### PAGE TEXT
━━━━━━━━━━

# silliness of the day 3/31/2012



## Greg Elmassian (Jan 3, 2008)

I thought I would post some stuff I saw that was pretty silly (but with the point of education) every so often, sort of like Stan's thought of the day.

No, I won't be sure to do it every day, I'm not retired!

So one thing that seems really silly lately: the news and other fluff surrounding the lottery.

If you look at the odds, the worst time to play the lottery is when the pot gets huge... because there are more people in the pool... your chances have gone down dramatically when there are so many people buying tickets.

But even sillier is some of the news shows, this morning there was a spot on how to manage the money you win. All this time for only one person in the entire US? And you think that person is listening?

Many of the people who win a lot squander it, or have "advisors" that rip them off.

Yeah, I let my wife buy a few, but there were reports of people spending hundreds of dollars several times.

Go buy insurance against being hit by lightning, you have a better chance of collecting, and if you don't get hit today, there's always tomorrow!

Greg


----------



## saintyohann (Jan 2, 2008)

What do you mean by:


your chances have gone down dramatically when there are so many people buying tickets.



It seems to me, you have the winning numbers or you don't, the odds never change.

@import url(http://www.mylargescale.com/Provide...ad.ashx?type=style&file=SyntaxHighlighter.css);@import url(/providers/htmleditorproviders/cehtmleditorprovider/dnngeneral.css);


----------



## Semper Vaporo (Jan 2, 2008)

Your chances of wining the whole pot go down when more people play. More chances that someone will pick the same numbers and you will have to share with them.

Actually, your chances of being killed in an auto accident on the way to buy your Lottery ticket is greater than the odds you will win.

Personally, I decided that I should not buy a lottery ticket at this time. I feel like it is important to be fair to my fellow human beans and since I have never lost the lottery it would be patently unfair to everybody for me to play.

I wonder how many people recognize that the lottery has turned this nation into just a bunch of "losers"?


"If you didn't WIN, then you are a LOSER!"


----------



## Greg Elmassian (Jan 3, 2008)

Yes, when you look into it, it's almost like reverse logic, the more people think they should get "in" the worse the odds for them. 

The newspeople just feed the hype... 

You know the lottery board is NOT a non-profit organization! 

Greg


----------



## Stan Cedarleaf (Jan 2, 2008)

Greg.... I would certainly agree that there is some really silly stuff going on out in the big world....









I would agree that the Mega Bucks lottery is top of the list right now... It's reported that a winning tikcet was sold somewhere in Kansas. 

Maybe they'll open up a large scale train store...









Thanks for the smile...


----------



## Greg Elmassian (Jan 3, 2008)

Yep, sometimes we need to look and laugh at things... hopefully I can find some "universally silly" stuff that avoids religion, politics, and will put a smile on people's faces... 

Regards, Greg


----------



## Santafe 2343 (Jan 2, 2008)

* In all Gambling you always have a 50/50 chance. You either will or won't win!*


----------



## Pete Thornton (Jan 2, 2008)

Posted By saintyohann on 31 Mar 2012 11:11 AM 
What do you mean by:


your chances have gone down dramatically when there are so many people buying tickets.



It seems to me, you have the winning numbers or you don't, the odds never change.

━━━━━━━━━━

### SOURCE MATERIAL
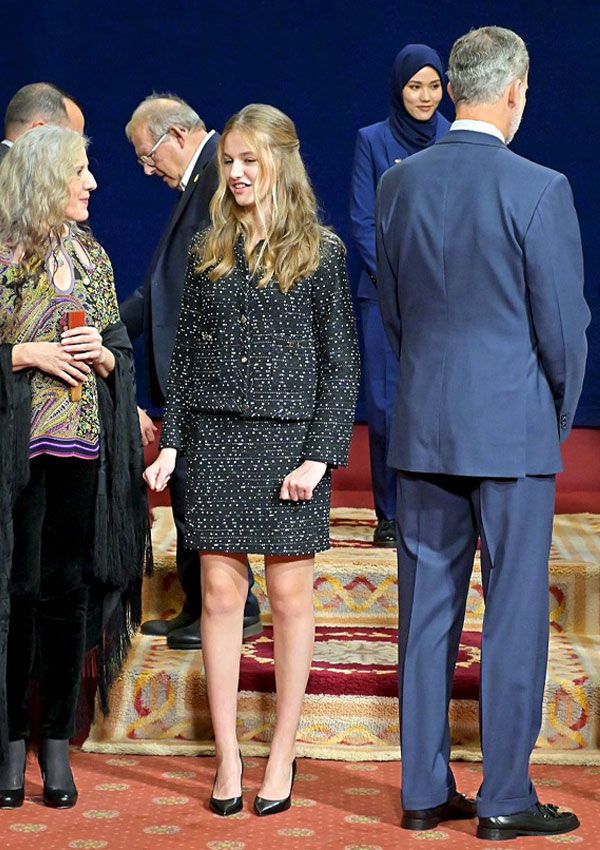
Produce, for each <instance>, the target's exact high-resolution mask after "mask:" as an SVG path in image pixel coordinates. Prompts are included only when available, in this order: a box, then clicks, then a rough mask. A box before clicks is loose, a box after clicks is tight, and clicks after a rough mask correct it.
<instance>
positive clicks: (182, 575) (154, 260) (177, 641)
mask: <svg viewBox="0 0 600 850" xmlns="http://www.w3.org/2000/svg"><path fill="white" fill-rule="evenodd" d="M125 132H126V135H127V138H128V139H129V141H130V142H131V144H132V145H133V148H134V150H135V153H136V156H137V159H138V163H139V164H140V165H141V166H142V168H143V169H144V174H146V175H147V176H148V177H152V176H155V177H160V178H161V179H162V180H163V182H164V183H166V185H167V186H168V187H169V188H170V189H173V190H175V191H176V192H178V193H179V198H178V200H177V203H176V204H175V206H174V207H173V211H172V213H171V216H170V218H169V220H168V222H167V225H166V227H165V229H164V231H163V234H162V236H161V239H160V242H159V243H158V246H157V248H156V251H155V252H154V256H153V257H152V261H151V263H150V268H149V269H148V274H147V276H146V281H145V283H144V285H143V286H140V287H139V288H138V289H136V291H135V292H134V293H133V295H131V296H130V297H129V298H128V299H127V300H126V301H125V302H123V304H121V308H120V310H121V318H122V320H123V322H124V324H125V326H126V328H127V332H128V333H129V336H130V337H131V339H136V338H137V337H139V336H142V335H143V337H144V342H145V347H146V364H147V367H148V372H149V376H148V377H149V384H150V394H151V398H152V403H153V404H154V405H155V406H157V407H164V403H165V395H166V392H167V380H168V377H169V366H170V363H171V357H172V355H173V348H174V345H175V333H176V331H177V322H178V319H179V310H180V307H181V296H182V293H183V281H184V278H185V271H186V268H187V262H188V250H189V247H190V242H191V241H192V237H193V235H194V234H195V233H196V232H197V231H198V230H201V229H203V228H204V227H208V225H209V224H210V212H209V206H210V202H211V200H212V196H213V195H214V193H215V189H216V188H217V185H218V182H219V180H218V174H217V166H216V162H215V155H216V151H217V143H218V141H219V134H218V133H216V132H215V131H214V130H211V131H209V132H207V130H206V126H205V124H204V122H203V121H202V120H201V118H200V117H199V116H198V115H197V113H196V112H195V111H194V110H193V109H192V108H191V107H190V106H189V104H187V103H186V102H185V101H183V100H181V98H178V97H176V96H175V95H172V94H165V95H161V94H155V95H150V97H147V98H146V99H145V100H144V101H142V103H141V104H140V105H139V106H138V107H137V109H136V110H135V111H134V113H133V115H132V116H131V119H130V121H129V123H128V124H127V127H126V128H125ZM139 413H140V425H141V429H142V435H143V438H144V444H145V445H147V443H148V442H152V441H153V440H154V431H155V430H156V429H155V427H154V425H153V423H152V420H151V419H150V418H149V417H148V416H147V415H146V413H145V412H144V411H142V410H140V412H139ZM185 490H186V461H185V458H184V457H183V456H181V455H180V456H178V458H177V466H176V467H175V470H174V472H173V475H172V476H171V480H170V482H169V493H170V496H171V505H172V508H173V518H174V520H175V527H176V529H177V571H178V573H179V579H180V582H181V586H182V589H183V592H184V597H185V602H184V606H183V610H182V611H181V612H180V613H179V614H178V615H177V616H176V617H174V618H173V619H171V620H148V621H146V622H145V623H143V624H142V632H143V633H144V634H150V635H166V637H167V644H168V646H169V648H170V649H200V648H201V641H200V623H199V618H200V612H201V608H202V603H201V593H200V562H199V557H198V553H197V552H194V551H192V550H190V549H187V548H186V546H185V544H184V532H185V516H184V514H185ZM248 579H249V589H248V598H247V601H246V608H245V611H244V638H248V637H251V636H253V635H256V634H259V633H260V632H261V631H262V626H261V622H260V611H259V608H258V602H257V600H256V597H255V596H254V594H253V593H252V591H251V587H252V584H253V583H254V578H253V576H252V571H251V570H250V567H248Z"/></svg>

━━━━━━━━━━

### WHAT IS EXPECTED
Translate this sentence from the lottery forum thread into Spanish: "Many of the people who win a lot squander it, or have "advisors" that rip them off." None of the material is needed here.

### WRITTEN RESPONSE
Muchas de las personas que ganan mucho lo despilfarran, o tienen «asesores» que las estafan.